Reproduce exactly the lines below, from the first one through the line containing "Target = sneaker", and omit any pictures.

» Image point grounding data
◆ ◆ ◆ ◆
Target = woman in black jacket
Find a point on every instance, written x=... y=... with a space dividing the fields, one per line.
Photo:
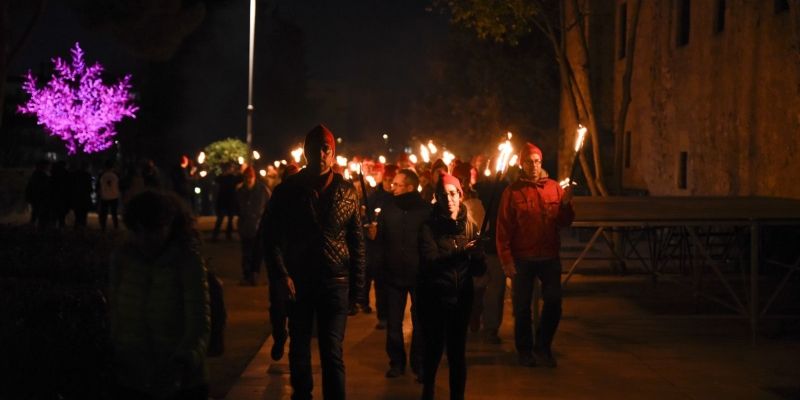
x=449 y=258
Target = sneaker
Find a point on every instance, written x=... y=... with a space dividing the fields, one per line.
x=352 y=310
x=394 y=372
x=277 y=347
x=491 y=337
x=545 y=358
x=527 y=360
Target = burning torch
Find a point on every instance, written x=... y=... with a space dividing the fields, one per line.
x=578 y=144
x=364 y=193
x=501 y=164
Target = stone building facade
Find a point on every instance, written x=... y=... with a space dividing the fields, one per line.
x=715 y=92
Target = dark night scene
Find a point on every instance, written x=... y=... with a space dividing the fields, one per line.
x=399 y=199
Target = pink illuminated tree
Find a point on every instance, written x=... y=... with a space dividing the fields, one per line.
x=76 y=106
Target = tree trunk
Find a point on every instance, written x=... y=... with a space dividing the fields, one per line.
x=619 y=133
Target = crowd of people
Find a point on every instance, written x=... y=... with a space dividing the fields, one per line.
x=326 y=242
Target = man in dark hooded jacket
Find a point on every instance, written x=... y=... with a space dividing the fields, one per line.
x=398 y=235
x=315 y=243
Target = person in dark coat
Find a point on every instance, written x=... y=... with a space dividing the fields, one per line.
x=226 y=200
x=376 y=201
x=397 y=233
x=315 y=246
x=59 y=194
x=81 y=193
x=252 y=195
x=36 y=193
x=449 y=258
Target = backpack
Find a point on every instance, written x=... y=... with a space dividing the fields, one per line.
x=216 y=340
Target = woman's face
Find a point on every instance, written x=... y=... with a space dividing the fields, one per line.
x=453 y=199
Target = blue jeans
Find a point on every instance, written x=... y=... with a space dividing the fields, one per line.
x=549 y=273
x=328 y=301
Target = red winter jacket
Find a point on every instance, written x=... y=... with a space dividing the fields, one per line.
x=528 y=220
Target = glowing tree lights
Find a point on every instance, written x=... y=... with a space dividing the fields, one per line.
x=76 y=106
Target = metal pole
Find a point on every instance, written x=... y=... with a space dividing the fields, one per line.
x=754 y=258
x=250 y=75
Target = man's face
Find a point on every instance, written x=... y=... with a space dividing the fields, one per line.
x=532 y=166
x=399 y=185
x=322 y=158
x=452 y=197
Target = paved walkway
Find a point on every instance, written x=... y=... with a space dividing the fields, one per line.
x=610 y=346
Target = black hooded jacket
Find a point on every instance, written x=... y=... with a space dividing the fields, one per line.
x=313 y=230
x=398 y=233
x=445 y=267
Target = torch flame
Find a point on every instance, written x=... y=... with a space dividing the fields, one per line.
x=447 y=157
x=505 y=154
x=581 y=136
x=297 y=153
x=432 y=147
x=423 y=151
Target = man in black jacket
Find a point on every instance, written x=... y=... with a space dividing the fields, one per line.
x=398 y=235
x=314 y=242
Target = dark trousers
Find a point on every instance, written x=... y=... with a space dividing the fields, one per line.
x=495 y=294
x=221 y=214
x=251 y=258
x=328 y=302
x=445 y=324
x=107 y=206
x=278 y=307
x=395 y=312
x=549 y=273
x=80 y=216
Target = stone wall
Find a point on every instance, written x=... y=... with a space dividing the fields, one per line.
x=729 y=99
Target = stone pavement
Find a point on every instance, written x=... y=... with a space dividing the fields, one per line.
x=610 y=345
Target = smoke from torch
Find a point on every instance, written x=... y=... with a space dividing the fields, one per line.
x=578 y=144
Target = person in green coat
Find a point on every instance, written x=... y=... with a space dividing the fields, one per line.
x=159 y=303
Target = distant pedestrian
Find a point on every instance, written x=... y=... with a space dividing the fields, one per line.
x=81 y=193
x=531 y=212
x=108 y=194
x=36 y=193
x=226 y=200
x=397 y=233
x=252 y=195
x=159 y=303
x=58 y=201
x=450 y=257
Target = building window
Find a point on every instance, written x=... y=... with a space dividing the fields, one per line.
x=622 y=30
x=684 y=19
x=682 y=164
x=719 y=17
x=781 y=6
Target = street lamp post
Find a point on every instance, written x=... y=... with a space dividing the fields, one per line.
x=250 y=75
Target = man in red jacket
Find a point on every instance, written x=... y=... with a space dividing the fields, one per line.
x=531 y=212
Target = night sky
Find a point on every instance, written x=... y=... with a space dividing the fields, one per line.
x=356 y=66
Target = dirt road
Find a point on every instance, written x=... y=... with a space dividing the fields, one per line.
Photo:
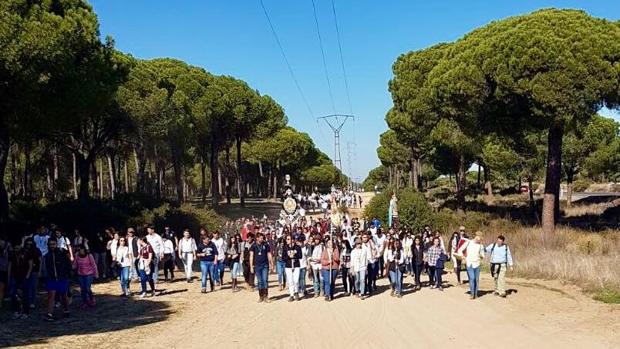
x=535 y=315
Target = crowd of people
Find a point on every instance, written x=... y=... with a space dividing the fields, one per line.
x=313 y=258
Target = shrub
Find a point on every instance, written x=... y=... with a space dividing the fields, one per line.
x=413 y=209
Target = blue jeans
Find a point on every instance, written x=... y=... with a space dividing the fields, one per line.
x=396 y=278
x=234 y=270
x=218 y=272
x=316 y=281
x=207 y=270
x=438 y=280
x=124 y=271
x=85 y=283
x=329 y=285
x=302 y=280
x=360 y=281
x=22 y=306
x=262 y=273
x=32 y=285
x=144 y=278
x=280 y=266
x=474 y=279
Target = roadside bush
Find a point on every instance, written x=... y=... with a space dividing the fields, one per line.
x=413 y=209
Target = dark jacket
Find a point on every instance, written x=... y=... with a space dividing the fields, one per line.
x=58 y=264
x=417 y=256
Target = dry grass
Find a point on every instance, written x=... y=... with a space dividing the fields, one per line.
x=589 y=260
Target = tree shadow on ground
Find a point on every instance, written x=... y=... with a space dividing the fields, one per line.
x=111 y=314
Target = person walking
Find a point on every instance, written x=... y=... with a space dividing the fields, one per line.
x=168 y=259
x=187 y=253
x=280 y=263
x=157 y=245
x=232 y=256
x=330 y=263
x=303 y=265
x=58 y=267
x=207 y=253
x=123 y=261
x=221 y=256
x=501 y=259
x=348 y=281
x=316 y=251
x=417 y=261
x=248 y=275
x=436 y=255
x=474 y=255
x=396 y=267
x=359 y=265
x=291 y=254
x=86 y=268
x=373 y=254
x=260 y=261
x=146 y=263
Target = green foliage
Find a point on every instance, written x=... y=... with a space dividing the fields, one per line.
x=413 y=209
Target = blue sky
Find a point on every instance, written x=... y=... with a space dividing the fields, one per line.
x=234 y=38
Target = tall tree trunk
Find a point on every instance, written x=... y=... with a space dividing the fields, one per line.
x=75 y=176
x=488 y=186
x=461 y=184
x=551 y=200
x=84 y=165
x=126 y=172
x=214 y=174
x=203 y=180
x=100 y=180
x=111 y=170
x=570 y=175
x=139 y=155
x=227 y=177
x=27 y=176
x=239 y=175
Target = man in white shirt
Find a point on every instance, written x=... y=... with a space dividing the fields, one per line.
x=157 y=244
x=221 y=255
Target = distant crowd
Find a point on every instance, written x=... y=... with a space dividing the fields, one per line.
x=312 y=258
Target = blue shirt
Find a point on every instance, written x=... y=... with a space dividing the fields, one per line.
x=499 y=254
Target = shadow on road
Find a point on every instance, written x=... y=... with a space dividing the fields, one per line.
x=111 y=314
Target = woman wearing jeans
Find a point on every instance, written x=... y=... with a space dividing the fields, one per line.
x=260 y=260
x=86 y=267
x=291 y=255
x=348 y=282
x=280 y=264
x=417 y=261
x=330 y=262
x=359 y=264
x=145 y=266
x=396 y=263
x=124 y=264
x=232 y=254
x=315 y=264
x=475 y=256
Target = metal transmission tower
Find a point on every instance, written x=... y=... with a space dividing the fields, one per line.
x=336 y=122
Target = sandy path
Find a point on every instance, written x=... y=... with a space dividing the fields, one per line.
x=533 y=317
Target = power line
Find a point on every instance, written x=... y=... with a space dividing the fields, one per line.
x=318 y=31
x=344 y=72
x=290 y=69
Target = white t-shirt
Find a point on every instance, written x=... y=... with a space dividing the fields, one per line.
x=156 y=242
x=168 y=247
x=221 y=248
x=187 y=245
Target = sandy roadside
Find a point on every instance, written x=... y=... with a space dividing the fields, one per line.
x=536 y=315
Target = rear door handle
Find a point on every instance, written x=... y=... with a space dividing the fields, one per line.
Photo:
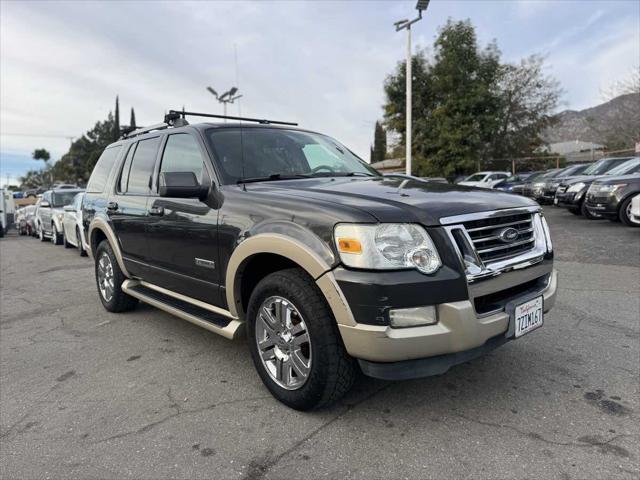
x=157 y=211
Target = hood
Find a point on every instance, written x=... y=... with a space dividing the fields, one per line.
x=398 y=200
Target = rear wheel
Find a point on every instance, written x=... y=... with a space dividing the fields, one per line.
x=109 y=280
x=625 y=214
x=585 y=212
x=295 y=343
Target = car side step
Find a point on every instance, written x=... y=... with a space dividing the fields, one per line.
x=206 y=316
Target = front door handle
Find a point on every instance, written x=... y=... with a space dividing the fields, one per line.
x=157 y=211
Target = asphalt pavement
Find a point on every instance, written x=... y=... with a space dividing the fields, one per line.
x=89 y=394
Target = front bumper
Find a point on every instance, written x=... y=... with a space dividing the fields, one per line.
x=459 y=331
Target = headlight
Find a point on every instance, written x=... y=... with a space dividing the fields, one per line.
x=610 y=188
x=388 y=246
x=576 y=187
x=547 y=233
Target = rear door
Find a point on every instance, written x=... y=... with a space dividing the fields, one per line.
x=127 y=208
x=182 y=232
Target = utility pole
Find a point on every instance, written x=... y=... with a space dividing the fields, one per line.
x=421 y=6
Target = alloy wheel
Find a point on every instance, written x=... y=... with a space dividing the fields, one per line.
x=106 y=283
x=283 y=343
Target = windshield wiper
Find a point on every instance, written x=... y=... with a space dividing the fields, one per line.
x=272 y=177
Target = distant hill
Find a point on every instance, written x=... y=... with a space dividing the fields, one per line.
x=594 y=124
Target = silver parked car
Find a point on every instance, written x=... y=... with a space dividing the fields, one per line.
x=50 y=212
x=73 y=233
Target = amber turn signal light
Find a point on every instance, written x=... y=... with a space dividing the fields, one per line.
x=349 y=245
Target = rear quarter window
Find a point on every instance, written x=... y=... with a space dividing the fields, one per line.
x=100 y=174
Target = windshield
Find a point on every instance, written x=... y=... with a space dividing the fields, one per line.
x=60 y=199
x=630 y=166
x=476 y=177
x=277 y=153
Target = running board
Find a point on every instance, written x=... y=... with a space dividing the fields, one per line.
x=207 y=316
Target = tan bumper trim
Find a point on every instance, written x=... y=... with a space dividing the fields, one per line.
x=458 y=329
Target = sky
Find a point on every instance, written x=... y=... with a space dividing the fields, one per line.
x=319 y=63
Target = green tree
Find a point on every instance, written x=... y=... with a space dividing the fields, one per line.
x=468 y=108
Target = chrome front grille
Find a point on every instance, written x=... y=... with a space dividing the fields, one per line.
x=490 y=246
x=489 y=243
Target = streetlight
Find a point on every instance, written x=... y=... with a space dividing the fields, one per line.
x=421 y=6
x=227 y=97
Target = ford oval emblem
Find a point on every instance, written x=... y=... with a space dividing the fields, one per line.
x=508 y=235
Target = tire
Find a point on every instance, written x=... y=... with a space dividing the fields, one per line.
x=55 y=236
x=586 y=214
x=625 y=214
x=109 y=280
x=83 y=252
x=331 y=371
x=65 y=242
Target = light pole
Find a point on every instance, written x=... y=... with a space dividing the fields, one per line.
x=421 y=6
x=226 y=98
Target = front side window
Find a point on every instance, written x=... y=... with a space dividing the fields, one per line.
x=182 y=154
x=142 y=165
x=100 y=174
x=261 y=153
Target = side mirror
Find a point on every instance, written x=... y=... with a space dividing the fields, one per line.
x=181 y=185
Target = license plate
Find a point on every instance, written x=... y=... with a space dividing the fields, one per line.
x=528 y=316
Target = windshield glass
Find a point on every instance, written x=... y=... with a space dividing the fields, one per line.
x=273 y=153
x=60 y=199
x=630 y=166
x=476 y=177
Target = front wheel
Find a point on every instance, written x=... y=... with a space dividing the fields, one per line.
x=625 y=214
x=109 y=280
x=294 y=342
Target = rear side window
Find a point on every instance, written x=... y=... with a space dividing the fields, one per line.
x=182 y=154
x=98 y=179
x=142 y=165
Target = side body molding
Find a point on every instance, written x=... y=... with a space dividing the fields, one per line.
x=101 y=224
x=295 y=251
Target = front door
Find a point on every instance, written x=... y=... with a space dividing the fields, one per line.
x=182 y=233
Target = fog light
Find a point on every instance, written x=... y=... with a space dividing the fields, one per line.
x=413 y=317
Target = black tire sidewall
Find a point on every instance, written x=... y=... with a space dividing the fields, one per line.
x=622 y=215
x=318 y=324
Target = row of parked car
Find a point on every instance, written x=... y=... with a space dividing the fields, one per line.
x=608 y=188
x=55 y=217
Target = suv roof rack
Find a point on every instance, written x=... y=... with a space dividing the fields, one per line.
x=140 y=131
x=177 y=118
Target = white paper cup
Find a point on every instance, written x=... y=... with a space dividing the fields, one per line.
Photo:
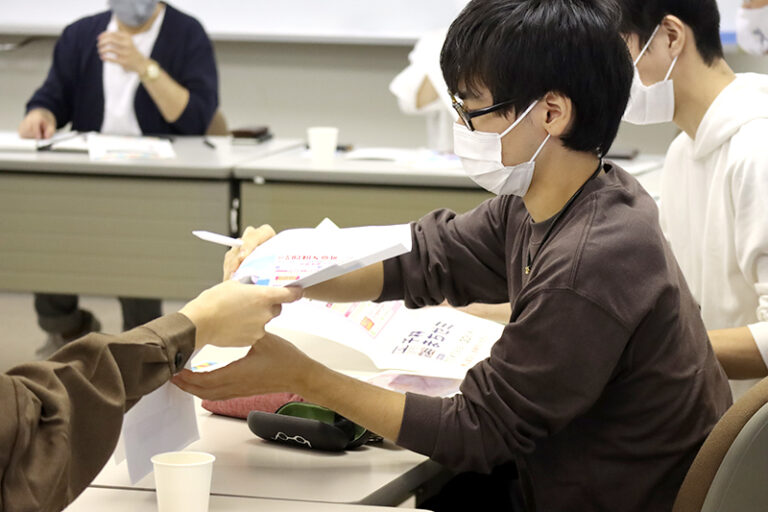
◆ ◆ ◆ ◆
» Solution
Target = woman in black jacket
Find a point on every instance, written x=... y=... with a space dividing the fields, one per line.
Photo:
x=449 y=258
Target = sneaker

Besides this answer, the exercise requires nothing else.